**TASK GOAL:** Using the data below, copy out all lines with the word "need".

**RECORDS TO USE:**
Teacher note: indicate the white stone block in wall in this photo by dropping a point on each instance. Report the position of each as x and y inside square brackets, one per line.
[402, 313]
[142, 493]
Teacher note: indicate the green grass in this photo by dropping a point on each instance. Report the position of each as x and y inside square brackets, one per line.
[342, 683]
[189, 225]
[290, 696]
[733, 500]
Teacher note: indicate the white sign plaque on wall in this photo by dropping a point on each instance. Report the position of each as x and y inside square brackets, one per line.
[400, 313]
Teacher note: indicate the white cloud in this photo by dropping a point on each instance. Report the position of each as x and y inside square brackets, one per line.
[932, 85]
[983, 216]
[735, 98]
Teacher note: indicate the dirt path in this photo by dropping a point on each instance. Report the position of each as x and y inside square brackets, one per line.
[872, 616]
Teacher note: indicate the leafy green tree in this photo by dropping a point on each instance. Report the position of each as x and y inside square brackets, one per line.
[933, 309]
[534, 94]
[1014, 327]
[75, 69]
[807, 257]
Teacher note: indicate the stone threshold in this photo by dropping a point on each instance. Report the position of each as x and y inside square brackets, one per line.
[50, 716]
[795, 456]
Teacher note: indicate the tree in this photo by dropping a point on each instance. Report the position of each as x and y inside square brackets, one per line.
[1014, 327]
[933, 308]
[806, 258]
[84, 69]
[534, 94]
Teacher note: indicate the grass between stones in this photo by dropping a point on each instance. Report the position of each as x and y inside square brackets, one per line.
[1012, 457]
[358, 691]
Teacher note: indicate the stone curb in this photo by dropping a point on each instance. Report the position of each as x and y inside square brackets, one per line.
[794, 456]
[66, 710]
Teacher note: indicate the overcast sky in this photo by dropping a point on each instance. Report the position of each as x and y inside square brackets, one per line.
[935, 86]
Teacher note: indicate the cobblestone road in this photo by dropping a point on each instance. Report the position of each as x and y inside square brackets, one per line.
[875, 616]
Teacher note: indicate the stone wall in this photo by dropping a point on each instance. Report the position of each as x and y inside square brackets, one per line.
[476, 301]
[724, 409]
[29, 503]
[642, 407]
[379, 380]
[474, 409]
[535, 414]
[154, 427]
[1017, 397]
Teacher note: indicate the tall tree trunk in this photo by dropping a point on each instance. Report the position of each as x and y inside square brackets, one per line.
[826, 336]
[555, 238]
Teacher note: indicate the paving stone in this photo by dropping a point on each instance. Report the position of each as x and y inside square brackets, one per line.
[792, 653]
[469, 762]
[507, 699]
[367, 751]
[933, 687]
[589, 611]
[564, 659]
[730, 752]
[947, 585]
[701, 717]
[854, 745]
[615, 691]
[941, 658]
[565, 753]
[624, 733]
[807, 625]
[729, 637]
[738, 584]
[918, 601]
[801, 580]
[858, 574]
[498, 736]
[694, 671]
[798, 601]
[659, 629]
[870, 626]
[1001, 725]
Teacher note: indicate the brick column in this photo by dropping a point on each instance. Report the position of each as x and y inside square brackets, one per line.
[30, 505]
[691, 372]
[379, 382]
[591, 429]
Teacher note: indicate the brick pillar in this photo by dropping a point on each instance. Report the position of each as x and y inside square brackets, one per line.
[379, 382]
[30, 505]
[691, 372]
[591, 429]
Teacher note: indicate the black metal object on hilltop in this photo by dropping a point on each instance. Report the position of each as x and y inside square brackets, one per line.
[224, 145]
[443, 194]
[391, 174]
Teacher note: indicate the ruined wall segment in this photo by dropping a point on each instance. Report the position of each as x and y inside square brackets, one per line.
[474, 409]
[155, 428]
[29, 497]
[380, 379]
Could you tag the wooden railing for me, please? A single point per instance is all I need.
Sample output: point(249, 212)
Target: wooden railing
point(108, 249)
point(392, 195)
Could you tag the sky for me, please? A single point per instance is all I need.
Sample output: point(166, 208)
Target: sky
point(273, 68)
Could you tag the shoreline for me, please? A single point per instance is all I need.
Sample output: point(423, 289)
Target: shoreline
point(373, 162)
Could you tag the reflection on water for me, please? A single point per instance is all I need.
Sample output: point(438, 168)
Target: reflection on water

**SOLVED EXERCISE:**
Could you tag the wooden railing for me, please? A single point per instance is all I need.
Could you tag the sky for me, please? A single point per instance is all I need.
Could you tag the shoreline for me, please? A single point per instance is all I need.
Could you tag the reflection on water for me, please? A single point per instance is all I need.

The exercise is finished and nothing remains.